##### Texte extrait #####

Angela Merkel tient l’agenda de la sortie de crise, et elle est tenue par lui. D’un côté, elle devait surtout attendre le 12 septembre, date du jugement de la Cour de Karlsruhe sur la constitutionnalité des engagements signés par l’Allemagne sur le pacte budgétaire européen et le fonds de secours permanent (le MES). Il lui fallait alors préparer les esprits au soutien de l’Allemagne à la zone euro dans cette nouvelle phase de sa crise, les « esprits » externes à l’Allemagne et plus encore ses « esprits » compatriotes. D’un autre côté, elle doit tout faire désormais pour étayer sa position, en laissant Mario Draghi poursuivre dans sa démarche, les deux étant complémentaires.

Bien sûr, si, le 12 septembre, la Cour va à l’encontre des décisions signées, la crise sera terrible et très difficile à résorber. Mais personne ne le pense vraiment. Ce que veulent les opposants aux avancées de Mme Merkel dans le soutien de l’Allemagne aux pays en difficulté et, à plus long terme, dans une voie fédérale, c’est toujours plus de vérifications, toujours plus de conditions. Au fond, ils veulent plutôt ralentir le mouvement, au risque d’une crise majeure dans la zone euro si la reprise est insuffisante. Pour eux, l’Allemagne s’engage trop pour des pays qui ne font pas assez d’efforts, et parfois ne respectent pas leur parole. Elle gaspille ainsi l’argent des contribuables allemands, elle met en jeu ses milliards et plus encore la crédibilité de la Buba.

#####

» Objectif énoncé 1
Reproduisez à l'identique le passage de l'extrait sur la crise de la zone euro qui va de « Bien sûr, si, le » à « de la Buba. », ces deux segments compris.
» Objectif énoncé 2
Transformez en liste JSON de chaînes, à raison d'une chaîne par ligne et sans les lignes vides, uniquement les lignes des entrées comprises entre celle qui contient « Task: the pointer indicates each instance of the grassy » et celle qui contient « 32], [359, 16]] », ces deux lignes incluses.
Le texte et les entrées n'ont aucun lien entre eux.

##### Entrées extraites #####

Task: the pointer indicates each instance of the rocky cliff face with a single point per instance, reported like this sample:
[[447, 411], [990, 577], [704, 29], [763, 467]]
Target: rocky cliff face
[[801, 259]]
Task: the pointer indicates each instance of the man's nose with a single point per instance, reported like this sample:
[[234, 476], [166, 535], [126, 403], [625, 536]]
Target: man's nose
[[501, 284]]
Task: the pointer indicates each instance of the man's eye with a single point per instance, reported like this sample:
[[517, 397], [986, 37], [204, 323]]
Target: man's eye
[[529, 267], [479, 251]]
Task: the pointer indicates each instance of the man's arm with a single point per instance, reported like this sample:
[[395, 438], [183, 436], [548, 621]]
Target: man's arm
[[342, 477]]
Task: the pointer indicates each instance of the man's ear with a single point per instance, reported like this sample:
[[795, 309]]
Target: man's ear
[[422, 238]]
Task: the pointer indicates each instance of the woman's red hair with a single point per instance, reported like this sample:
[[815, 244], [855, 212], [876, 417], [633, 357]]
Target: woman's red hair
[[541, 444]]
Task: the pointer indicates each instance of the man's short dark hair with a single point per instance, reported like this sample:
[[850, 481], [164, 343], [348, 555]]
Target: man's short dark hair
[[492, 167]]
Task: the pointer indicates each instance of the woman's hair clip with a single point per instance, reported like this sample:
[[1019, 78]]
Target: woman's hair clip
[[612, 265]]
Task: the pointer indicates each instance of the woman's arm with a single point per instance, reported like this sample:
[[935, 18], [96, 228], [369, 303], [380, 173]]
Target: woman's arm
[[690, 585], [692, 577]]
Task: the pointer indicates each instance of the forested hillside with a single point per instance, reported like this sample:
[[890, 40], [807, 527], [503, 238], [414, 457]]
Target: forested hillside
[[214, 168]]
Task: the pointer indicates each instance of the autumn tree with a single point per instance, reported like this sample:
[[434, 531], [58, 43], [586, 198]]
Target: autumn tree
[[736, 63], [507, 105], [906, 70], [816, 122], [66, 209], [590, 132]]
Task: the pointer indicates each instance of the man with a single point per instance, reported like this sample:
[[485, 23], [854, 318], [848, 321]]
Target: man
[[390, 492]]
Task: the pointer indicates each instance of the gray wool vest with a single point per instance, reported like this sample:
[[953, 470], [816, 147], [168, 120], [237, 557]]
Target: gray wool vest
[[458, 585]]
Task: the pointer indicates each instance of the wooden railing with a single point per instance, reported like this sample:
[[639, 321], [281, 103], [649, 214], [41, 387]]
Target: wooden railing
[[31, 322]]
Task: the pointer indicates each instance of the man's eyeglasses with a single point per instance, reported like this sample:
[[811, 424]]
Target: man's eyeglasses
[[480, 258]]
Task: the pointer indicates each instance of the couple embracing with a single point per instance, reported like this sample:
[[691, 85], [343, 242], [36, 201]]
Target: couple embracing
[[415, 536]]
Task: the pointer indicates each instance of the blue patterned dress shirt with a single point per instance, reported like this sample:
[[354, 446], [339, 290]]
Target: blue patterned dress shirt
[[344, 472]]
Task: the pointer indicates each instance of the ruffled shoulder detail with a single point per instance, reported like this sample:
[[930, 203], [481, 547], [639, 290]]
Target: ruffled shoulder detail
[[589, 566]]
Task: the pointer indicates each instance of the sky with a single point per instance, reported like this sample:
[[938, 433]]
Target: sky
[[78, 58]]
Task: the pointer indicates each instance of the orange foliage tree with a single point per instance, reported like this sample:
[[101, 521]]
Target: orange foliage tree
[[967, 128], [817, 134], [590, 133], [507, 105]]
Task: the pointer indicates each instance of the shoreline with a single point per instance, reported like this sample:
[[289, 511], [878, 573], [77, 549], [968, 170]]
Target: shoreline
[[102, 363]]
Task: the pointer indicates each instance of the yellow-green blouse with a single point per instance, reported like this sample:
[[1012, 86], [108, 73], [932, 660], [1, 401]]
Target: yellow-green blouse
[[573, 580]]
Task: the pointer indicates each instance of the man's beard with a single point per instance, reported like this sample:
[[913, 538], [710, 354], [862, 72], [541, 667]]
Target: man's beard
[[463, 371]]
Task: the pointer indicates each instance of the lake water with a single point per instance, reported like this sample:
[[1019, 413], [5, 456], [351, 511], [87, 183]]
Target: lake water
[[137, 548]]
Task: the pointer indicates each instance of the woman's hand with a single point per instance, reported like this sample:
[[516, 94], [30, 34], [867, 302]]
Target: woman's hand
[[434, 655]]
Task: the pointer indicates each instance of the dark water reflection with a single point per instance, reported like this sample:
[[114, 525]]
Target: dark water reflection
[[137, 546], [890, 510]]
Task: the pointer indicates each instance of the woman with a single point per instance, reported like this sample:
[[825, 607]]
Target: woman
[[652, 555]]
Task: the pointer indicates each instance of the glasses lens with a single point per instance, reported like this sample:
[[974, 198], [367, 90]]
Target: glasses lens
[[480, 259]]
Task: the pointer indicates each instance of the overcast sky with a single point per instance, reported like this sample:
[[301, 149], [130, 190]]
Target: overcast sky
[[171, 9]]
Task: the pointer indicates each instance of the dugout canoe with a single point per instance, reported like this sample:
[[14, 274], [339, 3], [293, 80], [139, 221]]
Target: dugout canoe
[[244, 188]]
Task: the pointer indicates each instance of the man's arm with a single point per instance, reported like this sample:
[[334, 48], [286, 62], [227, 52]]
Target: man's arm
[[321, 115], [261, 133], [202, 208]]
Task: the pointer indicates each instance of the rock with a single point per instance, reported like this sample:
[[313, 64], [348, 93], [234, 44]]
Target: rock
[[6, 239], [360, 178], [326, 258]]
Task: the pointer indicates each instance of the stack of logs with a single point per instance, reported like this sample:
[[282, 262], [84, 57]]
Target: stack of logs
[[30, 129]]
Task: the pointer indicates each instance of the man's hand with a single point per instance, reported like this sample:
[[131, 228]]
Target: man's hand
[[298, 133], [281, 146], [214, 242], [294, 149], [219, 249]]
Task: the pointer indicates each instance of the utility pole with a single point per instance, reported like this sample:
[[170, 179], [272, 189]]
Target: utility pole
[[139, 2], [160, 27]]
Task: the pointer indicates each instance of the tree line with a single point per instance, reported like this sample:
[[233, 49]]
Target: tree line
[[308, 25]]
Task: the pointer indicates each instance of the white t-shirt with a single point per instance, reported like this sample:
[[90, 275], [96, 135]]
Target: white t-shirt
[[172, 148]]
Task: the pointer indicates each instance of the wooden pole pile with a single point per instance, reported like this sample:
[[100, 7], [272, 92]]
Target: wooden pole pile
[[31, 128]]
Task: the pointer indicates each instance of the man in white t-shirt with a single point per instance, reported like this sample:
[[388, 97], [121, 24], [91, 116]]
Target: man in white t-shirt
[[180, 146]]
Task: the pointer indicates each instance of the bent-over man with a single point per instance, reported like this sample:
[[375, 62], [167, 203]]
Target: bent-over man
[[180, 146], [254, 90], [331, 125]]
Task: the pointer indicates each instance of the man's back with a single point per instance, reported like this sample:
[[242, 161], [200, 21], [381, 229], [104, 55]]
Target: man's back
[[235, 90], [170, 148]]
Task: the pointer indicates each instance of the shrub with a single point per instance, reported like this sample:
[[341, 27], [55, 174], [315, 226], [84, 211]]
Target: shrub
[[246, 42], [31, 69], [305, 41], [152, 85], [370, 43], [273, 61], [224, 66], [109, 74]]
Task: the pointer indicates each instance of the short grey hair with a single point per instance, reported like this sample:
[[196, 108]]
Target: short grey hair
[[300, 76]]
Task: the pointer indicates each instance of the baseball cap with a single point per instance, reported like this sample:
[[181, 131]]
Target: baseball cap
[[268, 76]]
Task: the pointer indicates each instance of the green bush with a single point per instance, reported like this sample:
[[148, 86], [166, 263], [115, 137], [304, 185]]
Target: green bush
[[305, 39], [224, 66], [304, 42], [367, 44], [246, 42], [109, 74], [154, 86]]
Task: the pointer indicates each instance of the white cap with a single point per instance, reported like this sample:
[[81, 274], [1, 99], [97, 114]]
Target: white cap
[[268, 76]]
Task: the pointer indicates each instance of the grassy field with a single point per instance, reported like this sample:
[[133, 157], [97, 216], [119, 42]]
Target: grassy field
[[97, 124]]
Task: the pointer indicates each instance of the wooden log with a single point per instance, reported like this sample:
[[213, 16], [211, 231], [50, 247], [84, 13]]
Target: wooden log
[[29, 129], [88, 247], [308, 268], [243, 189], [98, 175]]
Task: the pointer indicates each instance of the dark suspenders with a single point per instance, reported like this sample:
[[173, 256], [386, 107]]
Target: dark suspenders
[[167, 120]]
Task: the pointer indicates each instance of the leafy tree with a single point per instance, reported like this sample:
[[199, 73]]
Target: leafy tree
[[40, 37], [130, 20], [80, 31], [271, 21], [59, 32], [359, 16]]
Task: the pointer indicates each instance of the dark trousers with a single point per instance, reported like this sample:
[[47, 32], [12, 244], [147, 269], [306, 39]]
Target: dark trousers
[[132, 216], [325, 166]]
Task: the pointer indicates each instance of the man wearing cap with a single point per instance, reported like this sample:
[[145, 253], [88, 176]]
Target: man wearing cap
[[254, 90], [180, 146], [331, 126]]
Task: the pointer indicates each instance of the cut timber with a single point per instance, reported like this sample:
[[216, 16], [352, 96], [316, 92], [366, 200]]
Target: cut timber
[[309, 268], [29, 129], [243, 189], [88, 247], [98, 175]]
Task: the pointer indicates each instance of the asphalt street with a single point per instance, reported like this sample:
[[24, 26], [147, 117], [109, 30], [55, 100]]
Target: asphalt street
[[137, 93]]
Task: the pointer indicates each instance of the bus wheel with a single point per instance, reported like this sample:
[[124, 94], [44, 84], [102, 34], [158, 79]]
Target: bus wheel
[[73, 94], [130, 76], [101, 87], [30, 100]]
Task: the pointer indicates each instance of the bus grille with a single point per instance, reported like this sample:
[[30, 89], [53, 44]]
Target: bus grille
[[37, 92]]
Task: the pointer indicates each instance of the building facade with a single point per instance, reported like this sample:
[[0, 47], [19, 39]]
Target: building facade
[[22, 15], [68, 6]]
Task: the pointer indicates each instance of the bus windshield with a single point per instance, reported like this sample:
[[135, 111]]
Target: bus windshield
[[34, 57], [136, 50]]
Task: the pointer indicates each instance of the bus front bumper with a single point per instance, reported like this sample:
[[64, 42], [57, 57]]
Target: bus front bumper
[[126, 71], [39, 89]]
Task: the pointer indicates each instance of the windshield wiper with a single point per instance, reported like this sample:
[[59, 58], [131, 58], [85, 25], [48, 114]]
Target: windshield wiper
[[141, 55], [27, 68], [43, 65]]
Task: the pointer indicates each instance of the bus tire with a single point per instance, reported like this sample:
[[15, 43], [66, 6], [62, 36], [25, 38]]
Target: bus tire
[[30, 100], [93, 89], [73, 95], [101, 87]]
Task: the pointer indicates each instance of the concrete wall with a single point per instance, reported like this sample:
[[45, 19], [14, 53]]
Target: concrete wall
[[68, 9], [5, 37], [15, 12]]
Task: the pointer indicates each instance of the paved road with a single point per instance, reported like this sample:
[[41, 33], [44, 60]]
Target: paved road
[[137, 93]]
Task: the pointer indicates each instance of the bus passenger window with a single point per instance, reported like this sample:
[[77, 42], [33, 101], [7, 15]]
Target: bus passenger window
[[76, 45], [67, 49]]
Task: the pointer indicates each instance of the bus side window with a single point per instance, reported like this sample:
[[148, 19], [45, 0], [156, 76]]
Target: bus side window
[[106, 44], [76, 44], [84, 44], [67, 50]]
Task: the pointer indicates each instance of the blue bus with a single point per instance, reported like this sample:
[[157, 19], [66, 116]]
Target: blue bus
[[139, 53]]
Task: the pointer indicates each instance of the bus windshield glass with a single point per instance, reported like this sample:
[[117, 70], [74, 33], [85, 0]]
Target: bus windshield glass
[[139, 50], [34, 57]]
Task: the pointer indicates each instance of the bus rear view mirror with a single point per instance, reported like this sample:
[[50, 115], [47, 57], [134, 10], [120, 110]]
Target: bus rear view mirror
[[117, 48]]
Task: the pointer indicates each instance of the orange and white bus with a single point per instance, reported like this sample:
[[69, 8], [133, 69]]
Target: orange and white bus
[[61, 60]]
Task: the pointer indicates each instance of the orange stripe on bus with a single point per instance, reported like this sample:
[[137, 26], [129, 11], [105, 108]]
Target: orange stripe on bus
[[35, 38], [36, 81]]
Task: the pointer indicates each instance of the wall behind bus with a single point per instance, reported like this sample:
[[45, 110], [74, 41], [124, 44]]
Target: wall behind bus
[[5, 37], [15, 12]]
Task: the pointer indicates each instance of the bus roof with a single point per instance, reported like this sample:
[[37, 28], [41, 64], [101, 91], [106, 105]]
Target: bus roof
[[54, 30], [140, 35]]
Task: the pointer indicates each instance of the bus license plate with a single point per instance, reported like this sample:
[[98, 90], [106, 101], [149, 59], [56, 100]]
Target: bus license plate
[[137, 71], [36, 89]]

#####

» Résultat final 1
Bien sûr, si, le 12 septembre, la Cour va à l’encontre des décisions signées, la crise sera terrible et très difficile à résorber. Mais personne ne le pense vraiment. Ce que veulent les opposants aux avancées de Mme Merkel dans le soutien de l’Allemagne aux pays en difficulté et, à plus long terme, dans une voie fédérale, c’est toujours plus de vérifications, toujours plus de conditions. Au fond, ils veulent plutôt ralentir le mouvement, au risque d’une crise majeure dans la zone euro si la reprise est insuffisante. Pour eux, l’Allemagne s’engage trop pour des pays qui ne font pas assez d’efforts, et parfois ne respectent pas leur parole. Elle gaspille ainsi l’argent des contribuables allemands, elle met en jeu ses milliards et plus encore la crédibilité de la Buba.

» Résultat final 2
[
  "Task: the pointer indicates each instance of the grassy field with a single point per instance, reported like this sample:",
  "[[133, 157], [97, 216], [119, 42]]",
  "Target: grassy field",
  "[[97, 124]]",
  "Task: the pointer indicates each instance of the wooden log with a single point per instance, reported like this sample:",
  "[[213, 16], [211, 231], [50, 247], [84, 13]]",
  "Target: wooden log",
  "[[29, 129], [88, 247], [308, 268], [243, 189], [98, 175]]",
  "Task: the pointer indicates each instance of the dark suspenders with a single point per instance, reported like this sample:",
  "[[173, 256], [386, 107]]",
  "Target: dark suspenders",
  "[[167, 120]]",
  "Task: the pointer indicates each instance of the leafy tree with a single point per instance, reported like this sample:",
  "[[199, 73]]",
  "Target: leafy tree",
  "[[40, 37], [130, 20], [80, 31], [271, 21], [59, 32], [359, 16]]"
]